> PROBLEM STATEMENT
Continue the blog post on FAQs from the point where it stops.
** Opening EXCERPT PROVIDED block **
Monday, January 15, 2024

FAQs (101)

Websites commonly display a link entitled FAQs - standing for Frequently Asked Questions. When promoting a product or service, FAQs provide a quick and simple way of informing the visitor about what this may be. The assumption is that FAQs ask the basic questions a visitor might ask about what is on offer. For each question, there is a brief prepared answer. All it takes is a few clicks for the visitor to get what needs to be known.


It does not follow that Frequently Asked Questions are questions frequently asked. Indeed, it does not follow that FAQs ever get asked. As noted above, they are devices for providing information. It is probably no coincidence that when spoken as if it were a word, the abbreviation FAQs sounds like ‘Facts’ (especially if using a softened ‘t’ sound).


Although they take the form of questions, FAQs do not test our knowledge. They are not like examination questions. They are devices for providing essential information quickly and easily. But for a quirk of fate, we might have been looking at links entitled WYNTK - what-you-need-to-knowFAQs give the visitor need-to-know information. Therefore, FAQs are, in effect, need-to-ask questions. I am very interested in the idea that there are need-to-ask questions. So, I want to explore this characteristic of FAQs on this blog. When applied to the study of the human body, what are the fundamental need-to-ask questions and are they asked frequently enough?


FAQs have other uses. FAQs draw attention to potential gaps in our knowledge or understanding for which no simple, ready-made answers are available. There are questions asked since antiquity for which there are still no definitive answers. Having been asked for centuries, these are the most frequently asked questions. Such questions continue to be asked more for what we gain from asking than in anticipation of an answer. With potentially no answer, they cause us to think differently about a problem. The FAQ idea is used on this blog to explore things to puzzle over rather than provide you with ready-made answers. Where this strand of the blog goes, I cannot tell in advance.


For fun, here are two questions I shall call FAQs and which came to mind while drafting this post.


FAQ - Who wrote the first FAQ?
** Closing EXCERPT PROVIDED block **
** Opening DATASET CONTENT block **
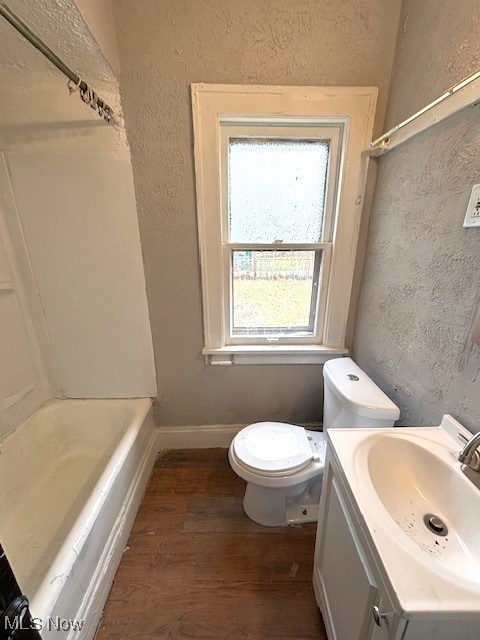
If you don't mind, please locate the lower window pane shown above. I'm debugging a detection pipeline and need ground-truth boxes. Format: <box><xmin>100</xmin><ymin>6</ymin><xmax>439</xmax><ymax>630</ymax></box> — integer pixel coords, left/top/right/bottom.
** Closing DATASET CONTENT block **
> THE ANSWER
The question of who wrote the first FAQ is fundamental, although I suspect it is probably one of the least frequently asked. I mention it because it illustrates how an obvious question gets overlooked. Although philosophical discourse using question-and-answer techniques goes back into antiquity (not least to Plato’s dialogues featuring Socrates), these were more often used to draw out a particular response than to give a prepared answer.

A good candidate for the first to provide a set of FAQs in the modern sense may be Thomas Aquinas (1225-1274). In his unfinished Summa Theologica (Summary of Theology), he wrote responses to common questions about Christianity. These provided information about what one needed to know about that religion. This approach is akin to the question-and-answer technique used for religious instruction in a catechism.


Medical students’ FAQ

When I taught anatomy to medical students, the question ‘Is it true that men have one rib less than women?’ was frequently asked. This question refers back, of course, to the Biblical story of the formation of Eve from one of Adam’s ribs. (See: Genesis 2:21).

I do not explore this type of FAQ on this blog. I mention it because it is about the human body and because with each new intake, students would ask about it. Finding an answer to this question is very simple and can be found in any anatomical textbook. (But to save you time, men and women each have the same number of ribs: 12 pairs. Nowadays, one might expect the number of ribs question to be superseded by one about the voracity of cloning a female from a male since there are chromosomal differences between the sexes.)